### EXCERPT TO READ
= 1958 Wyoming state elections =

A general election was held in the U.S. state of Wyoming on Tuesday, November 4, 1958. All of the state's executive officers—the governor, secretary of state, auditor, treasurer, and superintendent of public instruction—were up for election. Democrats had a largely good year, picking up the governorship and the secretary of state's office and holding the state superintendent's office, though Republicans were returned as state auditor and state treasurer.

==Governor==

Incumbent Republican governor Milward Simpson ran for re-election to a second term. He was challenged by Democratic nominee John J. Hickey, the former U.S. attorney for the District of Wyoming, and by Louis W. Carlson, the former mayor of Newcastle, who formed the Economy Party to support his pro-gambling platform. Simpson narrowly lost re-election to Hickey, who won a slim plurality as Carlson siphoned away votes.

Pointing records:
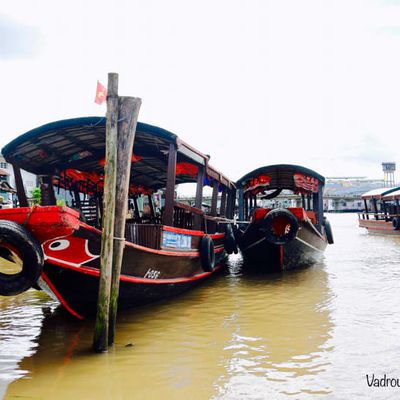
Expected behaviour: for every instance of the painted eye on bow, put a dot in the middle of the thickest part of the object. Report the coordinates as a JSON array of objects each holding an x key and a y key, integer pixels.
[{"x": 59, "y": 245}]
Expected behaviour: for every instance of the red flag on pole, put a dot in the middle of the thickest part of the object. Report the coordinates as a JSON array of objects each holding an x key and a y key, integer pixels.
[{"x": 101, "y": 94}]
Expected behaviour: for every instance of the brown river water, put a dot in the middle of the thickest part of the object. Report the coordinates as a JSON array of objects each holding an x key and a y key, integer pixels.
[{"x": 314, "y": 333}]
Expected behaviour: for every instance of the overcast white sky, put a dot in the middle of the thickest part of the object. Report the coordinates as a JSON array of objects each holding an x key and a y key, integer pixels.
[{"x": 255, "y": 82}]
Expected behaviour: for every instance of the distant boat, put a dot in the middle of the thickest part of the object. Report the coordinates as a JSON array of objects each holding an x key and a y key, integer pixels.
[
  {"x": 381, "y": 211},
  {"x": 274, "y": 237},
  {"x": 168, "y": 249}
]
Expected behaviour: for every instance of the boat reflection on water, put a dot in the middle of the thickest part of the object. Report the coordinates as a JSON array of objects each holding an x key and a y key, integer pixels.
[
  {"x": 281, "y": 330},
  {"x": 237, "y": 335}
]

### TASK 1
According to the article on Wyoming's 1958 elections, what party did Louis W. Carlson form?
### TASK 2
Retype the Wyoming election article word for word, everything from "A general election" down to "siphoned away votes.".
### TASK 3
Extend the article on Wyoming's 1958 state elections, starting after its last sentence.
Nothing here depends on the rows.

### EXERCISE RESPONSE 1
The Economy Party.

### EXERCISE RESPONSE 2
A general election was held in the U.S. state of Wyoming on Tuesday, November 4, 1958. All of the state's executive officers—the governor, secretary of state, auditor, treasurer, and superintendent of public instruction—were up for election. Democrats had a largely good year, picking up the governorship and the secretary of state's office and holding the state superintendent's office, though Republicans were returned as state auditor and state treasurer.

==Governor==

Incumbent Republican governor Milward Simpson ran for re-election to a second term. He was challenged by Democratic nominee John J. Hickey, the former U.S. attorney for the District of Wyoming, and by Louis W. Carlson, the former mayor of Newcastle, who formed the Economy Party to support his pro-gambling platform. Simpson narrowly lost re-election to Hickey, who won a slim plurality as Carlson siphoned away votes.

### EXERCISE RESPONSE 3
1958 Wyoming gubernatorial election
| Party |  | Candidate | Votes | % | ±% |
|---|---|---|---|---|---|
|  | Democratic | John J. Hickey | 55,070 | 48.94% | −0.57% |
|  | Republican | Milward Simpson (inc.) | 52,488 | 46.64% | −3.86% |
|  | Economy | Louis W. Carlson | 4,979 | 4.42% | − |
| Majority |  |  | 2,582 | 2.29% | +1.30% |
| Turnout |  |  | 112.537 |  |  |
|  | Democratic gain from Republican |  |  |  |  |

==Secretary of State==
Incumbent Republican Secretary of State Everett T. Copenhaver ran for re-election to a second term. After defeating former State Land Commissioner John Riedel in the Republican primary, he faced Democratic nominee Jack R. Gage, the former State Superintendent of Public Instruction from several decades prior. Gage ended up narrowly defeating Copenhaver. During Gage's term as Secretary of State, he would also act as Governor after Governor Hickey appointed himself to the U.S. Senate in 1961.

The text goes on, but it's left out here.